### Instructions to follow
Rewrite the material below as a numbered list, one line per entry, with blank lines left out. Omit the pictures from your answer.

──────── Provided entries

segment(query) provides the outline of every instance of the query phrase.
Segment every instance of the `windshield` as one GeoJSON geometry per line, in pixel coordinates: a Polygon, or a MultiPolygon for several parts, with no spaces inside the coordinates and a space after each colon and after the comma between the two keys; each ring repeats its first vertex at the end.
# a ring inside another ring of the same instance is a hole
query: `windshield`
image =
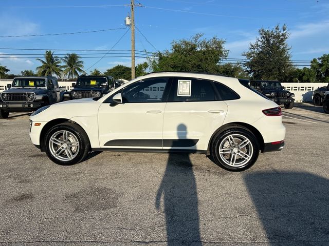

────────────────

### The solution
1. segment(query) provides the outline of every instance of the query phrase.
2. Segment every instance of the `windshield` as one GeoJSON geometry per line, in pixel coordinates: a Polygon, or a MultiPolygon for several parts, with no spaces inside the coordinates and a space after each colon and after the comma between the two keys; each ring repeats its first vertex at the end.
3. # a ring inside another ring of the same instance is a hole
4. query: `windshield`
5. image =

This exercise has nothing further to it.